┏━━

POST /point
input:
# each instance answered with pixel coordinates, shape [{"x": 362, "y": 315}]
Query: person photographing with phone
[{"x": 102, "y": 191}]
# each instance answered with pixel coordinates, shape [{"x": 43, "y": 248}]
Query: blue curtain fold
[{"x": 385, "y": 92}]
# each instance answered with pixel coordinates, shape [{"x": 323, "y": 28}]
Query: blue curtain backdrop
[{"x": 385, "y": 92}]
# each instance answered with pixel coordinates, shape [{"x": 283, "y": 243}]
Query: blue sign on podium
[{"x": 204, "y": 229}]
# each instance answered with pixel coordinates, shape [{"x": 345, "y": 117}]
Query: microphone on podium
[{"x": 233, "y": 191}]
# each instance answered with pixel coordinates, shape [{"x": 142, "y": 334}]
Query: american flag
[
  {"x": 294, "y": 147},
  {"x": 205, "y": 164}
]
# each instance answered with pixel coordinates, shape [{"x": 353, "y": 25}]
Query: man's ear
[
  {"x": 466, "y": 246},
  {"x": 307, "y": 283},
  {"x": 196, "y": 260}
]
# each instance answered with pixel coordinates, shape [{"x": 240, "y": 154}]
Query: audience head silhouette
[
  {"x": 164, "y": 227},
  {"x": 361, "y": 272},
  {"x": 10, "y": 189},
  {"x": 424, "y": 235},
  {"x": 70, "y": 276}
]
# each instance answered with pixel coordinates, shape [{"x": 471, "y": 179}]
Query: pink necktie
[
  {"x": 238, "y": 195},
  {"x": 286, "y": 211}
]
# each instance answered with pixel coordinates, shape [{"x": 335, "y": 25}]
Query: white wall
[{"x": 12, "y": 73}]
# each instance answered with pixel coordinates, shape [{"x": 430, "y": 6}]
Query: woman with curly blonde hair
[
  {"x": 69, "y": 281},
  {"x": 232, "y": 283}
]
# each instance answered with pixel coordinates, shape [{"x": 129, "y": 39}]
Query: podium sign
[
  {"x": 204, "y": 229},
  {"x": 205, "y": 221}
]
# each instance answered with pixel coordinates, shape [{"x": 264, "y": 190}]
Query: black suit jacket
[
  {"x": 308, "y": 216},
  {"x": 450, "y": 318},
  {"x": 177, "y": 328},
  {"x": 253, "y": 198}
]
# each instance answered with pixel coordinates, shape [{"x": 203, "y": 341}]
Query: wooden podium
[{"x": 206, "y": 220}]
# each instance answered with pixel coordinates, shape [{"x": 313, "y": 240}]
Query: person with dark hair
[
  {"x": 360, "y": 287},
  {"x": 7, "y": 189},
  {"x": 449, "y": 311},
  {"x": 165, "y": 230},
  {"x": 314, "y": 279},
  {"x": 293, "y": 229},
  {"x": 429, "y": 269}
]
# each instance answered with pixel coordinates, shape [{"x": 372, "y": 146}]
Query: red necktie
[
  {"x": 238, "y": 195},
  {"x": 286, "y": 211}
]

┗━━

▸ To be done
Copy out the full listing exactly.

▸ Output of the task
POST /point
input:
# each instance answered with pixel coordinates, shape [{"x": 362, "y": 315}]
Query: person photographing with phone
[{"x": 102, "y": 191}]
# each instance answered with pixel coordinates, shape [{"x": 43, "y": 248}]
Query: blue curtain fold
[{"x": 385, "y": 92}]
# each instance answered with pixel coordinates, shape [{"x": 323, "y": 28}]
Query: blue curtain backdrop
[{"x": 385, "y": 92}]
# each instance answered with pixel coordinates, shape [{"x": 283, "y": 243}]
Query: blue sign on podium
[{"x": 204, "y": 229}]
# each instance answered with pixel coordinates, shape [{"x": 345, "y": 117}]
Query: microphone on podium
[{"x": 233, "y": 191}]
# each instance answered with pixel coordinates, shape [{"x": 142, "y": 334}]
Query: american flag
[
  {"x": 294, "y": 147},
  {"x": 205, "y": 164}
]
# each instance answered with pixel coordinates, shape [{"x": 353, "y": 25}]
Query: man's ear
[
  {"x": 466, "y": 246},
  {"x": 307, "y": 283},
  {"x": 196, "y": 260}
]
# each instance answered with pixel coordinates, shape [{"x": 240, "y": 154}]
Query: audience head silhouette
[
  {"x": 164, "y": 227},
  {"x": 361, "y": 272},
  {"x": 10, "y": 189},
  {"x": 424, "y": 235},
  {"x": 70, "y": 276}
]
# each instance answered with pixel coordinates, shape [{"x": 471, "y": 179}]
Query: pink necktie
[
  {"x": 238, "y": 195},
  {"x": 286, "y": 211}
]
# each instance answered with pixel coordinates, shape [{"x": 335, "y": 25}]
Query: white wall
[{"x": 12, "y": 73}]
# each instance answered with pixel coordinates, shape [{"x": 430, "y": 6}]
Query: woman with curly blonde hair
[
  {"x": 69, "y": 281},
  {"x": 232, "y": 283}
]
# each instance answered with pixel coordinates, shape [{"x": 129, "y": 39}]
Query: podium sign
[
  {"x": 204, "y": 229},
  {"x": 205, "y": 221}
]
# each instance answered with pixel coordinates, shape [{"x": 264, "y": 190}]
Query: black suit jacket
[
  {"x": 308, "y": 216},
  {"x": 450, "y": 318},
  {"x": 177, "y": 328},
  {"x": 253, "y": 198}
]
# each instance answered with pixel coordinates, shape [{"x": 203, "y": 341}]
Query: wooden podium
[{"x": 206, "y": 220}]
# each instance answered with pixel coordinates, shape [{"x": 313, "y": 240}]
Query: person with dark hair
[
  {"x": 360, "y": 287},
  {"x": 7, "y": 189},
  {"x": 449, "y": 311},
  {"x": 165, "y": 230},
  {"x": 314, "y": 279},
  {"x": 293, "y": 229},
  {"x": 429, "y": 269}
]
# each instance answered with pixel coordinates, shape [{"x": 372, "y": 146}]
Query: red necktie
[
  {"x": 238, "y": 195},
  {"x": 286, "y": 211}
]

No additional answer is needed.